## INSTRUCTIONS FOR THE TASK
Repeat every one of the items below word for word, leaving each line unchanged.

## RECORDS FOR THE TASK

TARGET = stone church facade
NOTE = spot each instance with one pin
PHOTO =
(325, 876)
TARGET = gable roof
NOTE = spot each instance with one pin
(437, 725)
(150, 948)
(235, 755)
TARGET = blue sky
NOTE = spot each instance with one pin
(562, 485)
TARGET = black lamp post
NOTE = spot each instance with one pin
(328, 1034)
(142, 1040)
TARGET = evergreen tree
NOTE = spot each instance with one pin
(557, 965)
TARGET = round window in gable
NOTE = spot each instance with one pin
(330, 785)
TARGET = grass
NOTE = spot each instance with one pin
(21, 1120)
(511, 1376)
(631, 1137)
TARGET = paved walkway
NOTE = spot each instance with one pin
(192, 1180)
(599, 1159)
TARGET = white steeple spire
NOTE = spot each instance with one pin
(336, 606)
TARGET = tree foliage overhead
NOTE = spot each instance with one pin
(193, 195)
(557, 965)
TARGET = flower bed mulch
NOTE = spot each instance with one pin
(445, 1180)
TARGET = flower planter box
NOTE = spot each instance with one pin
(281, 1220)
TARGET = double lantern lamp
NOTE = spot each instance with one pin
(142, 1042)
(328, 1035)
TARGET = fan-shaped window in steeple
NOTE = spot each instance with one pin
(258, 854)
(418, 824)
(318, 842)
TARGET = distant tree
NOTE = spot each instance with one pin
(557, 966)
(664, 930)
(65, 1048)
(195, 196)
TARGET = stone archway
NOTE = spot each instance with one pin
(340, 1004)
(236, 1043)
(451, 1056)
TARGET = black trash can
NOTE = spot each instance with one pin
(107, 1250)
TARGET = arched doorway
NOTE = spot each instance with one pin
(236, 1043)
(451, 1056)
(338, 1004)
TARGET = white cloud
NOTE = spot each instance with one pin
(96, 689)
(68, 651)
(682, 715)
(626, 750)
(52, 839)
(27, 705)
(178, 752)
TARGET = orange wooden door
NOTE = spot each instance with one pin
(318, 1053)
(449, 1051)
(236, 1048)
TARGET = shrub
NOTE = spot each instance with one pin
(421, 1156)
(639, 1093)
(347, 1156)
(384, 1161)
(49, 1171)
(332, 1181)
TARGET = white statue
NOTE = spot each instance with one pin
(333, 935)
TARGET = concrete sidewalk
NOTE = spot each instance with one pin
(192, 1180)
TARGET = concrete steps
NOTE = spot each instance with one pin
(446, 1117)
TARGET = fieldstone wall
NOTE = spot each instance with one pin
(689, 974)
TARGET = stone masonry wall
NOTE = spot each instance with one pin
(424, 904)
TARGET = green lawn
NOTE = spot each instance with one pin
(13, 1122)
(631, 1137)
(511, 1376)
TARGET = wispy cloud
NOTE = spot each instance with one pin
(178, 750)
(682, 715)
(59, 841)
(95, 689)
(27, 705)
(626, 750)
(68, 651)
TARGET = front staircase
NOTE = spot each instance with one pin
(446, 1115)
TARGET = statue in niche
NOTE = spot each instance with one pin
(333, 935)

## WRITTEN SOLUTION
TARGET = stone church facade
NOTE = spot each instance with one pin
PHOTO =
(325, 876)
TARGET = gable roof
NOTE = spot each instance with one pin
(437, 725)
(150, 948)
(235, 755)
TARGET = blue sky
NOTE = spot each instance with one pin
(562, 485)
TARGET = black lamp post
NOTE = spot each instance with one pin
(328, 1034)
(142, 1040)
TARGET = evergreen tree
NOTE = spot each instance with one pin
(557, 965)
TARGET = round window in gable
NOTE = spot each instance with one pin
(330, 785)
TARGET = grass
NOTE = spot each instance with one pin
(21, 1120)
(511, 1376)
(631, 1137)
TARGET = paved walkway
NOTE = spot each instance with one pin
(192, 1180)
(599, 1159)
TARGET = white steeple spire
NOTE = spot each instance with one pin
(336, 606)
TARGET = tree foliage overhead
NOTE = spot each instance with one pin
(193, 195)
(557, 965)
TARGET = flower bed mulch
NOTE = spot each instance with one pin
(445, 1180)
TARGET = flower planter box
NOTE = spot each instance with one pin
(281, 1220)
TARGET = double lantern lamp
NOTE = spot each instance with one pin
(142, 1042)
(328, 1035)
TARGET = fan-shaped window in steeple
NOTE = spot each instance with one pin
(258, 854)
(418, 824)
(318, 842)
TARGET = distant tree
NOTE = spot each instance with one pin
(557, 966)
(664, 930)
(65, 1048)
(195, 196)
TARGET = stone archway
NOTE = spot each instance with one pin
(340, 1004)
(236, 1043)
(451, 1056)
TARGET = black trash can
NOTE = spot each instance with one pin
(107, 1250)
TARGET = arched doorway
NOTE = spot each instance with one pin
(236, 1043)
(451, 1056)
(338, 1004)
TARGET = white cloud
NOTE = spot each instance with one pin
(96, 689)
(68, 651)
(682, 715)
(626, 750)
(52, 839)
(27, 705)
(178, 752)
TARGET = orange wooden door
NOTE = spot each instance with one pin
(318, 1053)
(449, 1051)
(236, 1048)
TARGET = shrub
NOTE = spot each instance with one pin
(421, 1156)
(639, 1093)
(347, 1156)
(384, 1161)
(49, 1171)
(332, 1181)
TARGET = white statue
NOTE = spot each instance with one pin
(333, 935)
TARGET = concrete sidewalk
NOTE = spot each instance with one pin
(192, 1180)
TARGET = concrete steps
NOTE = spot each instance with one pin
(446, 1117)
TARGET = fieldstone wall
NOTE = spot each instance with one pin
(689, 974)
TARGET = stone masonry wall
NOTE = spot each instance with one pin
(424, 904)
TARGET = green lawn
NOTE = spot each instance with one pin
(13, 1122)
(631, 1137)
(511, 1376)
TARGET = wispy cloud
NOTE = spot each instance with one pin
(178, 750)
(682, 715)
(59, 841)
(95, 689)
(27, 705)
(626, 750)
(68, 651)
TARGET = front staircase
NOTE = spot each instance with one pin
(446, 1115)
TARGET = statue in niche
NOTE = spot each instance with one pin
(333, 935)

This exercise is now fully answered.